[BEGIN Source excerpt]
Pat Morita (1932-2005)
He was born Noriyuki Morita on June 28, 1932 in Isleton, California. The son of migrant fruit pickers, he contracted spinal tuberculosis when he was two and spent the next nine years in a sanitarium run by Catholic priests near Sacramento. He was renamed Pat, and after several spinal surgical procedures and learning how to walk, the 11-year-old Morita was sent to an internment camp at Gila River, Arizona, joining his family and thousands of other Japanese-Americans who were shamefully imprisoned by the U.S. government after Japan’s attack on Pearl Harbor.
His family was released after the war, and Morita graduated from high school in Fairfield, California in 1950. He worked in his family's Chinese restaurant in Sacramento until his father was killed in a hit-and-run accident. He eventually found work as a data processor for the Department of Motor Vehicles and then Aerojet General Corporation before he decided to try his hand at stand-up comedy.
He relocated to San Francisco in 1962, where at first, there was some hesitation from clubs to book a Japanese-American comic, but Morita's enthusiasm soon warmed them over, and he was becoming something of a regional hit in all the Bay Area. His breakthrough came in 1964 when he was booked on ABC's The Hollywood Palace. The image of a small, unassuming Asian with the broad mannerisms and delivery of a modern American was something new in its day. He was a hit, and soon found more bookings on the show. And after he earned the nickname "the hip nip," he quickly began headlining clubs in Las Vegas and Los Angeles.
Morita's stage and television success eventually led him to films. He made his movie debut as "Oriental #2," the henchman to Beatrice Lilly in the Julie Andrew's musical Thoroughly Modern Millie (1967). Although his role, complete with thick coke-bottle glasses and gaping overbite, was a little hard to watch, it was the best he could do at the time. Subsequent parts, as in Don Knott's dreadful The Shakiest Gun in the West (1968); and Bob Hope's lamentable final film Cancel My Reservations (1972); were simply variations of the same stereotype.
However, television was far kinder to Morita. After some popular guest appearances in the early '70s on Rowan & Martin's Laugh-In, and The Tonight Show with Johnny Carson, Morita landed some semi-regular work. First, as the wisecracking, cigar chomping Captain Sam Pack on M.A.S.H. and as Ah Chew, the deadpan neighbor of Fred and Lamont Sanford in Sanford & Son. His success in these roles led to his first regular gig, as Arnold Takahashi in Happy Days. His stint as the owner of the soda shop where Ritchie Cunningham and the Fonz hung out for endless hours may have been short lived (just two seasons 1974-76), but it was Morita's first successful stab at pop immortality.
[END Source excerpt]
» Exercise instructions
Reproduce the passage of the Pat Morita text between "His family was" and "at stand-up comedy.", inclusive, switching "Fairfield" to "Vallejo".
[BEGIN Listing]
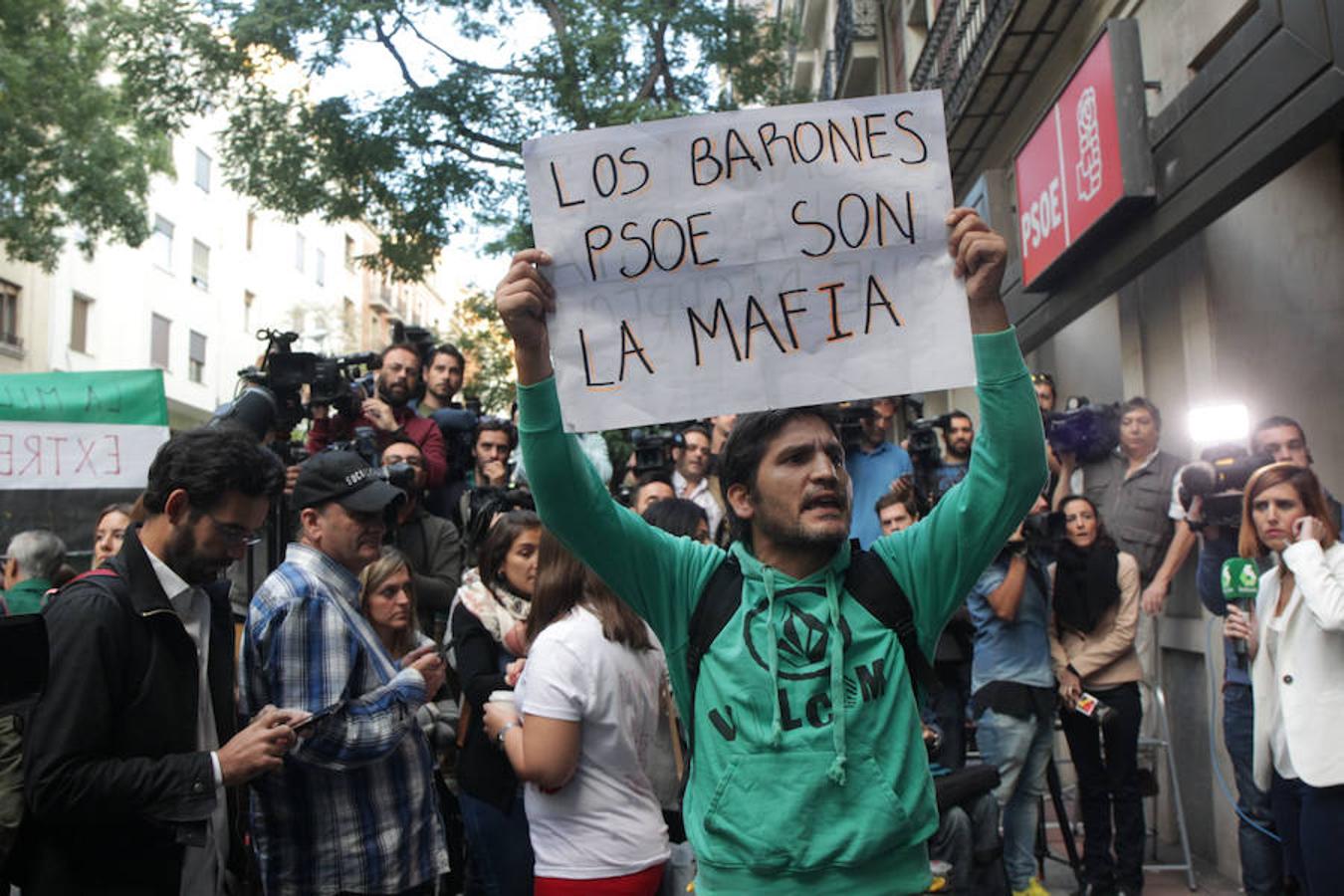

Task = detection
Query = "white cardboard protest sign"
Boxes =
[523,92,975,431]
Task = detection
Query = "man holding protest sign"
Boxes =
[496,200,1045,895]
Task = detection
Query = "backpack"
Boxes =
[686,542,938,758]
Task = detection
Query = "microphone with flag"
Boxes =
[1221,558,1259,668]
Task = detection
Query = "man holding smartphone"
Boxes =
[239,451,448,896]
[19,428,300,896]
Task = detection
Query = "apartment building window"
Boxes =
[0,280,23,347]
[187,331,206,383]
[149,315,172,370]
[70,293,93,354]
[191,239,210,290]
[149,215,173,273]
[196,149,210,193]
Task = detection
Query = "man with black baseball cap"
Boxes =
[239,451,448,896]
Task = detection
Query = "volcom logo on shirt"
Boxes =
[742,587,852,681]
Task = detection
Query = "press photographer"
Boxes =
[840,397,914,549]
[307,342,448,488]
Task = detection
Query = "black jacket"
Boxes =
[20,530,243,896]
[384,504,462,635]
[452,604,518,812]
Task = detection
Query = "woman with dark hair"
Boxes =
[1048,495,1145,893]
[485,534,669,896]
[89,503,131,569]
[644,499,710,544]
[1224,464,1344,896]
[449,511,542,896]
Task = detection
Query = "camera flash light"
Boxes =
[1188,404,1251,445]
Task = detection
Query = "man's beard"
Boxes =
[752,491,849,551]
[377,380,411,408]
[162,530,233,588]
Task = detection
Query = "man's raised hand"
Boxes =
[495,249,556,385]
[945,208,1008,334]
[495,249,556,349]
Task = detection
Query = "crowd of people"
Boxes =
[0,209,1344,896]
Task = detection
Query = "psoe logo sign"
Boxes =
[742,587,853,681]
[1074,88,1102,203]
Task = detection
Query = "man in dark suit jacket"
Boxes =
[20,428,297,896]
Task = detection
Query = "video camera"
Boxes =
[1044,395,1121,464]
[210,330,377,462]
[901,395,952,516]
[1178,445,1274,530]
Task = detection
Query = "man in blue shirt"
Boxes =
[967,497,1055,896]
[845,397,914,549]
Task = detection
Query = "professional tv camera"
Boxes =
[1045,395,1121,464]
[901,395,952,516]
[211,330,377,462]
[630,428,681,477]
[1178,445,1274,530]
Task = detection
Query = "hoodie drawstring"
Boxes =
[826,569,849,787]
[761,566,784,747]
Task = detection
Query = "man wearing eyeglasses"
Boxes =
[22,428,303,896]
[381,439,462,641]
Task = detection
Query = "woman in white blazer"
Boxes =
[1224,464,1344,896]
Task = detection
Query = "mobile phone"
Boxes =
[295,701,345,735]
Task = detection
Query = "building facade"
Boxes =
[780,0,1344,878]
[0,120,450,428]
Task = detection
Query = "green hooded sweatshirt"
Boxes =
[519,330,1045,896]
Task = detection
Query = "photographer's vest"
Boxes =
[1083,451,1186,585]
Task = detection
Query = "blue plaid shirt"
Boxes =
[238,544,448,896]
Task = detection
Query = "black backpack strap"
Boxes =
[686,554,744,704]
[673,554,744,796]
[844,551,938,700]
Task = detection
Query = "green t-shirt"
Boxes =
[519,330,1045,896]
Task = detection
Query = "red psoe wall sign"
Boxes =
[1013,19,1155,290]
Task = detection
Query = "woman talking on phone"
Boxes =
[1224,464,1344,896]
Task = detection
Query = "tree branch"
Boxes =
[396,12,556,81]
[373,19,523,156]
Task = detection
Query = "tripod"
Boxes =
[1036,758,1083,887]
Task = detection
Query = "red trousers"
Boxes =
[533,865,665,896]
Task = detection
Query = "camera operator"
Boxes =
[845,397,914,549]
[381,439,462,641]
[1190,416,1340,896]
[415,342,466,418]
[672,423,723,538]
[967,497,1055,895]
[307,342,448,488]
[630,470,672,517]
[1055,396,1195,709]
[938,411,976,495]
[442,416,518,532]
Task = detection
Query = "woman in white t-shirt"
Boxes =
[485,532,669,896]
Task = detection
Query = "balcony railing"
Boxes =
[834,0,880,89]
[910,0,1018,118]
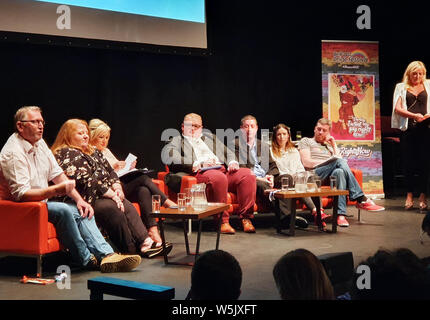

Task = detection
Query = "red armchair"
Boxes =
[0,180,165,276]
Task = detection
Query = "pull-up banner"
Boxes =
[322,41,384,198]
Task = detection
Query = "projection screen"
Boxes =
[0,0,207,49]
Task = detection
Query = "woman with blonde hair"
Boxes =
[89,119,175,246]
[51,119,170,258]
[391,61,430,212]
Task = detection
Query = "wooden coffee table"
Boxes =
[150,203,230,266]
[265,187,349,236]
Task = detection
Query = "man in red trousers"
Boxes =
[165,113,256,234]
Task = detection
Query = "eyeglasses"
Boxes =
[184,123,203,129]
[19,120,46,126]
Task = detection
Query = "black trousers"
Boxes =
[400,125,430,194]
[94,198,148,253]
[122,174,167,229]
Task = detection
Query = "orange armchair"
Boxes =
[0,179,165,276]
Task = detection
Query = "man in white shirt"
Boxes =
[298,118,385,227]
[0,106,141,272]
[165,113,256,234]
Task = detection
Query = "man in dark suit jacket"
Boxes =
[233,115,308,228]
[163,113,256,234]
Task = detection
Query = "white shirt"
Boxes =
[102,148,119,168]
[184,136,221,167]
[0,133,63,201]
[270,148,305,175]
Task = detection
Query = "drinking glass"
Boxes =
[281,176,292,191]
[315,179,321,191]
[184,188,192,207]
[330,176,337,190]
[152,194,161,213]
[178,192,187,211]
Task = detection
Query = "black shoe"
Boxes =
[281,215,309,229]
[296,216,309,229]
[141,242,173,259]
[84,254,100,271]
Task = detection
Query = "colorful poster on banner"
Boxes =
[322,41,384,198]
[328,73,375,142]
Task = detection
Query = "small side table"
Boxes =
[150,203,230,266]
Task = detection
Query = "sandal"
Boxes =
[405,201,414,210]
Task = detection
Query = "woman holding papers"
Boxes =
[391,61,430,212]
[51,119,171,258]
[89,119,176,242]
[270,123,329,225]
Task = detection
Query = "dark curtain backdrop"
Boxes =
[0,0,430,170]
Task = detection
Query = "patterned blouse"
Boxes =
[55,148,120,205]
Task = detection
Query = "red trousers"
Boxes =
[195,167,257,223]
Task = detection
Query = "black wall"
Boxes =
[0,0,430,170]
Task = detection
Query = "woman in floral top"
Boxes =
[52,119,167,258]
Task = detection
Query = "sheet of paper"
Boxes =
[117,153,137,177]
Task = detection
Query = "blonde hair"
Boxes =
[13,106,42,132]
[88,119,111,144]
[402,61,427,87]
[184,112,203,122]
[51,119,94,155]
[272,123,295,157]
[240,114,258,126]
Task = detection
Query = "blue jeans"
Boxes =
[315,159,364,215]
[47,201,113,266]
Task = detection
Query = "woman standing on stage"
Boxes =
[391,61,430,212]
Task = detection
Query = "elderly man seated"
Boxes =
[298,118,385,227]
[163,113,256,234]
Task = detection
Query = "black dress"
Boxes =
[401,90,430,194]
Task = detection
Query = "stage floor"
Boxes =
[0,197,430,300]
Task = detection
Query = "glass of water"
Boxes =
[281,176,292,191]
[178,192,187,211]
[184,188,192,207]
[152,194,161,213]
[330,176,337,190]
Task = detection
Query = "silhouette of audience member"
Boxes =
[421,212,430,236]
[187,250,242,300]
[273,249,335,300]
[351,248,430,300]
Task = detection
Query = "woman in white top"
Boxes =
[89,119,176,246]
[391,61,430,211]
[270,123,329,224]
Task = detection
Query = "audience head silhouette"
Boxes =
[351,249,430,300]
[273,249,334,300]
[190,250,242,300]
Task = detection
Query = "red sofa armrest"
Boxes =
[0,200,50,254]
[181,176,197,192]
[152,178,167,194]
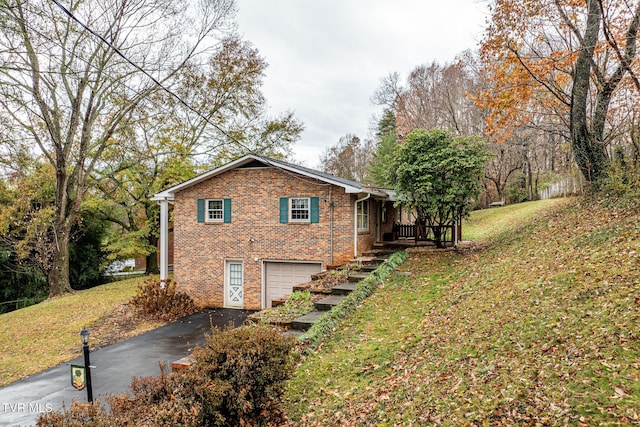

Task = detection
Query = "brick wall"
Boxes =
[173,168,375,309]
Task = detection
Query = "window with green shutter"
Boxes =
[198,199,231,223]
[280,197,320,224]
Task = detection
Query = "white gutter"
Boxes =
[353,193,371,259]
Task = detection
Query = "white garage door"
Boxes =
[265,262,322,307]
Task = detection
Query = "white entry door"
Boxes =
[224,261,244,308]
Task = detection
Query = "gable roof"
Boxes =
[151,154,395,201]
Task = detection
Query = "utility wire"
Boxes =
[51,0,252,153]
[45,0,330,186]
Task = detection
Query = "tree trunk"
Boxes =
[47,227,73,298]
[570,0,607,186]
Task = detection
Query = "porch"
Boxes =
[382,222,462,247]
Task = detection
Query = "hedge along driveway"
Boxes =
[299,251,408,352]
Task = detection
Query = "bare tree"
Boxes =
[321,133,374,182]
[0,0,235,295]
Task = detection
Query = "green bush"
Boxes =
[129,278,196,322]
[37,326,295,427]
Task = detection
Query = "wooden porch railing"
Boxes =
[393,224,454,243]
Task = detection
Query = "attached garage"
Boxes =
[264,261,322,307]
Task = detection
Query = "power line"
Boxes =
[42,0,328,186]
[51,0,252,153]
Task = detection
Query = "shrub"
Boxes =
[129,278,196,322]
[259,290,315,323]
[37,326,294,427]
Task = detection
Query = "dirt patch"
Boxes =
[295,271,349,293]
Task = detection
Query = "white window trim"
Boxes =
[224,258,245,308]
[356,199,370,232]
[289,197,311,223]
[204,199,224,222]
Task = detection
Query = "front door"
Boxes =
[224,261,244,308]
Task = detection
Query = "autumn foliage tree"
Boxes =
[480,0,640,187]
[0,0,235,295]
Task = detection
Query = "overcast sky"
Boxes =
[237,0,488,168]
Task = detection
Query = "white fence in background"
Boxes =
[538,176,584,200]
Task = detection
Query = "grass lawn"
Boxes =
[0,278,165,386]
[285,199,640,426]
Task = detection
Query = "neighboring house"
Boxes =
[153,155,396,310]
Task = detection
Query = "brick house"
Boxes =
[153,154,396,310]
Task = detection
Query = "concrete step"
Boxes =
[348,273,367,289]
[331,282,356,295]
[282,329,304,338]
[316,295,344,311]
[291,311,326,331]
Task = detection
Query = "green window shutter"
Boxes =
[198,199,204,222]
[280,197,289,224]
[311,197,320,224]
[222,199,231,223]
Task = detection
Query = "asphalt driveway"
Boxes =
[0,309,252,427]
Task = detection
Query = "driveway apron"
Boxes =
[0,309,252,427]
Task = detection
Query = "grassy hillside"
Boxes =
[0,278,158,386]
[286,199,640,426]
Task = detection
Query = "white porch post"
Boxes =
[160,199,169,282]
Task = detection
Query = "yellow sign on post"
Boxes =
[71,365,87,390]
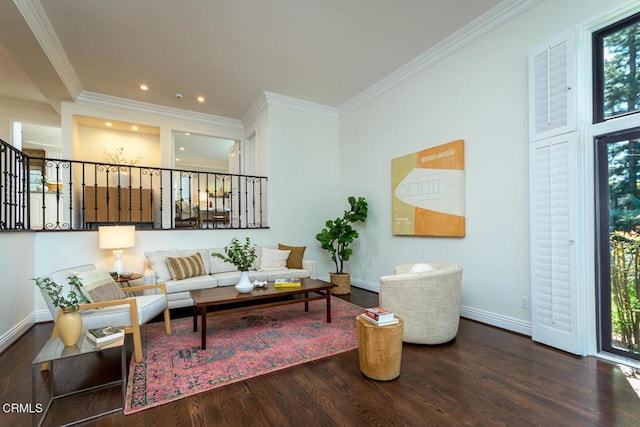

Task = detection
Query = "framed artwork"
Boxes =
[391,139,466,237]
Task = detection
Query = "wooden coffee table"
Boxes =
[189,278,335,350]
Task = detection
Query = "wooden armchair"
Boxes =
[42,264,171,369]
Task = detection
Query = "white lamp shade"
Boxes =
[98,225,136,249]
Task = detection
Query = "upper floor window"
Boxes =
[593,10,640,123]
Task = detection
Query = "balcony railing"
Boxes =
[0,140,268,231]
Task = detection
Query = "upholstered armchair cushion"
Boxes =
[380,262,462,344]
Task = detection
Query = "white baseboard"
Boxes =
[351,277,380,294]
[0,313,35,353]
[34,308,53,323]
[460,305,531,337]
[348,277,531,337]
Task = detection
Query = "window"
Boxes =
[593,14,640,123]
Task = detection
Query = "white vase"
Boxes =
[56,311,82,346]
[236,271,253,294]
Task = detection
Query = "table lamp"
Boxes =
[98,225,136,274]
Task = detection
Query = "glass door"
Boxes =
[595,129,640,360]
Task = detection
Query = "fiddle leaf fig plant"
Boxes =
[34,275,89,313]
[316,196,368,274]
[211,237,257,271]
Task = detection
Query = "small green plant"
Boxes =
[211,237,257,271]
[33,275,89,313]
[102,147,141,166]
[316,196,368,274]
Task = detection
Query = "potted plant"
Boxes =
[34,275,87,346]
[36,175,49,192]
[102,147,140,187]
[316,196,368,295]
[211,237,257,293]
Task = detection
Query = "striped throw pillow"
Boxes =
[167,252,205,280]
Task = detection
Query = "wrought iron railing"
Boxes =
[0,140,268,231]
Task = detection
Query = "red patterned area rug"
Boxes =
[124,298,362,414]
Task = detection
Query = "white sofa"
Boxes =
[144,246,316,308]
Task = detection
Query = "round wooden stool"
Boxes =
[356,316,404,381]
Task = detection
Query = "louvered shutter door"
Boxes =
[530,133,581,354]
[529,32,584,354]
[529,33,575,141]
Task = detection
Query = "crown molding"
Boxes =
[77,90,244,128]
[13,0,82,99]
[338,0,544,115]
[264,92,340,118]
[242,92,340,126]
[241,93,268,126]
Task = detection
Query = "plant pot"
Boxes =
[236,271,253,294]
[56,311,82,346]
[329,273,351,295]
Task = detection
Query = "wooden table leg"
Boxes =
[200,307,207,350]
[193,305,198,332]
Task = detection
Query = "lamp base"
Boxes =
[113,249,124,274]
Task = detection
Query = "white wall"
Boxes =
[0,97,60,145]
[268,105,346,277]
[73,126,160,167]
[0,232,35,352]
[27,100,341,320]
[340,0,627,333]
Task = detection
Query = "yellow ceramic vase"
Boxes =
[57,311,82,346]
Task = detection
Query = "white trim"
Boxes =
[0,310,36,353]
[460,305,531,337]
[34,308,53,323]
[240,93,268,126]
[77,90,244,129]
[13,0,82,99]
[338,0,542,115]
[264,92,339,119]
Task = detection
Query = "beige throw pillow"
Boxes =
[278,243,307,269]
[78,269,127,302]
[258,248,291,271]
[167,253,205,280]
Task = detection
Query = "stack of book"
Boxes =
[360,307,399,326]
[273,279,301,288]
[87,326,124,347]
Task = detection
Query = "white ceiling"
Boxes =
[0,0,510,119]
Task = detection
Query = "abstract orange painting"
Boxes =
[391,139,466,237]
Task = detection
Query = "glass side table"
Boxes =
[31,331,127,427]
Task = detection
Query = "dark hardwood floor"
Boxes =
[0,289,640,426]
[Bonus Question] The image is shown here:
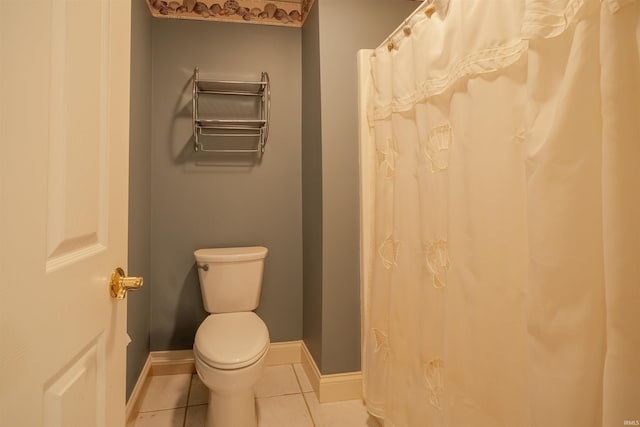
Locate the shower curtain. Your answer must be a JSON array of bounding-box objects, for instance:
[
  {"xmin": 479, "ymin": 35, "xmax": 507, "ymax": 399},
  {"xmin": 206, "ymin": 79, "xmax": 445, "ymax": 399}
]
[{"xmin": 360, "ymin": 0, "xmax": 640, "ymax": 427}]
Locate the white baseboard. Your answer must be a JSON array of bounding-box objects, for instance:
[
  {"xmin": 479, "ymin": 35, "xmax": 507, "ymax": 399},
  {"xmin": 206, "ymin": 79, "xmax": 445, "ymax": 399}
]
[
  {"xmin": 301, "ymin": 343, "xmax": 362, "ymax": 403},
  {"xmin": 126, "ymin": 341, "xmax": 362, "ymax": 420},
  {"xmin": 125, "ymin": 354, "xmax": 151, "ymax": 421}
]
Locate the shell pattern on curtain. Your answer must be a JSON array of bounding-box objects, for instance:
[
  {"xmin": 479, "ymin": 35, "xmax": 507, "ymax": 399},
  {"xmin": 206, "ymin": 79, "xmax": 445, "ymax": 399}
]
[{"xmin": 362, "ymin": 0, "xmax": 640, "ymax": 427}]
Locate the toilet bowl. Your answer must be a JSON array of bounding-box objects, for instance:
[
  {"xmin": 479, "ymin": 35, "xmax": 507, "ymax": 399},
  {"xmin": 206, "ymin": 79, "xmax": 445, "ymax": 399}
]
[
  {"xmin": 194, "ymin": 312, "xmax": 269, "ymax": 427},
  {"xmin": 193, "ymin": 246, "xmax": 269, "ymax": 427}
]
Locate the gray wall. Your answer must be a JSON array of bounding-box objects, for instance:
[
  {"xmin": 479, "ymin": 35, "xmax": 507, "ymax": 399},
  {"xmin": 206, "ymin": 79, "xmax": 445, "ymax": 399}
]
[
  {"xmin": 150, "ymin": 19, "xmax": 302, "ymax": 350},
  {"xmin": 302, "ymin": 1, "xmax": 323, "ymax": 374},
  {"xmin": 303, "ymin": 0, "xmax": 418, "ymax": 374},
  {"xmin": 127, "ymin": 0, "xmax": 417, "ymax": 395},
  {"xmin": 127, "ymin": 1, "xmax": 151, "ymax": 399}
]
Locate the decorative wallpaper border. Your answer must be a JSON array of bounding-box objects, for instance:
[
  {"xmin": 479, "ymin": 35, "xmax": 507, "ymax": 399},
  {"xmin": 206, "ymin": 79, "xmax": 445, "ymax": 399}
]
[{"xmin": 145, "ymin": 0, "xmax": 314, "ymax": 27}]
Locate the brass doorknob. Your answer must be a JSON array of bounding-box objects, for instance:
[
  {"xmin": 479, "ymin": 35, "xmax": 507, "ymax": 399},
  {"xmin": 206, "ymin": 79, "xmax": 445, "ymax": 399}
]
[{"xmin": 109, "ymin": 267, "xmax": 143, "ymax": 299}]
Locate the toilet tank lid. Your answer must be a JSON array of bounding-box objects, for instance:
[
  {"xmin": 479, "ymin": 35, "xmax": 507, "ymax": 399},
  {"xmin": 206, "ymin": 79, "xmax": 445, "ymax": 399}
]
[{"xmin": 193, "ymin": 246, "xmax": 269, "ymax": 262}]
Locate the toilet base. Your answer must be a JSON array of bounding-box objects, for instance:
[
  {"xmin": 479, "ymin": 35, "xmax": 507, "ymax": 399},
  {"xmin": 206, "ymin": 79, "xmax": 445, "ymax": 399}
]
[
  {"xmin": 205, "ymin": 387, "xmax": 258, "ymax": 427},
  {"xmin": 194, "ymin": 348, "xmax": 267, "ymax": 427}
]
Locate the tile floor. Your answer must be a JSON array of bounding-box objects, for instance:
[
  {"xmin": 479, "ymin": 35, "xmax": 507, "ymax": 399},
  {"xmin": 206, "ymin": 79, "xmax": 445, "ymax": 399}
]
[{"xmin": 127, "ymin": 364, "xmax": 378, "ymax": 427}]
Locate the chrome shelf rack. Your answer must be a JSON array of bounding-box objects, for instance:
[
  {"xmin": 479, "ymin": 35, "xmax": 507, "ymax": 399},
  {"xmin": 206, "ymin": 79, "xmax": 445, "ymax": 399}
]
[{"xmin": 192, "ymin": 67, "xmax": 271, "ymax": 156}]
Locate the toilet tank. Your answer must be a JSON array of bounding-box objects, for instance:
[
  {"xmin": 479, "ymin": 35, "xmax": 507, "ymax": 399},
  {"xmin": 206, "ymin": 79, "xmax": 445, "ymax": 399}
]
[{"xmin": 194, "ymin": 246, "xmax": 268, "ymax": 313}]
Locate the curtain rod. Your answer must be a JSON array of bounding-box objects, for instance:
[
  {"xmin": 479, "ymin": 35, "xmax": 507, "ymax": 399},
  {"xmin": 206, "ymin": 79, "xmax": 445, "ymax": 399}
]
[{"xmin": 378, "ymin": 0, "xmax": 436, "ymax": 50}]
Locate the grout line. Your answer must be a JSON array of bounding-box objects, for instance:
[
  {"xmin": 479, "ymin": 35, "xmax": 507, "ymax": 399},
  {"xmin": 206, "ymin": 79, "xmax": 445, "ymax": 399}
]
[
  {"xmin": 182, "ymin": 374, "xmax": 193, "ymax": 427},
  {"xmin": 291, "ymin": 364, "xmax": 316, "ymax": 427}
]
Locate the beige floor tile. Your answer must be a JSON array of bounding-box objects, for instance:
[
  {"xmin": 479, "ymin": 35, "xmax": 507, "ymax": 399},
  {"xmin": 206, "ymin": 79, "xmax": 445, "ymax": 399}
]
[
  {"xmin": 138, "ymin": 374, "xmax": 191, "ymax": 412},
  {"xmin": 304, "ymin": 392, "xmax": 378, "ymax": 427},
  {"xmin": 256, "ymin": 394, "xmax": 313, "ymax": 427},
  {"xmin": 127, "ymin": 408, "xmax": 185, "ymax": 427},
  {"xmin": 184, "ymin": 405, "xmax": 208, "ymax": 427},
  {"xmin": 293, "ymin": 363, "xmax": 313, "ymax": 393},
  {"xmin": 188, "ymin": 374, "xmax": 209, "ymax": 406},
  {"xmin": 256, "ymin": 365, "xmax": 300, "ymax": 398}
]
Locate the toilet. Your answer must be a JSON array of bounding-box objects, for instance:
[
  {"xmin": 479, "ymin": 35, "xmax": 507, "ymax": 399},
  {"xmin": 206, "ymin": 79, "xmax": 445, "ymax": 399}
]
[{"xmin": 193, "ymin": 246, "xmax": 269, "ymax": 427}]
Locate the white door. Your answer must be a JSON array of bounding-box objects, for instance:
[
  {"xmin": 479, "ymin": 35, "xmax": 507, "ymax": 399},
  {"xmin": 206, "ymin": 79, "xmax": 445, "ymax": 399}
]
[END Listing]
» In response
His family was released after the war, and Morita graduated from high school in Vallejo, California in 1950. He worked in his family's Chinese restaurant in Sacramento until his father was killed in a hit-and-run accident. He eventually found work as a data processor for the Department of Motor Vehicles and then Aerojet General Corporation before he decided to try his hand at stand-up comedy.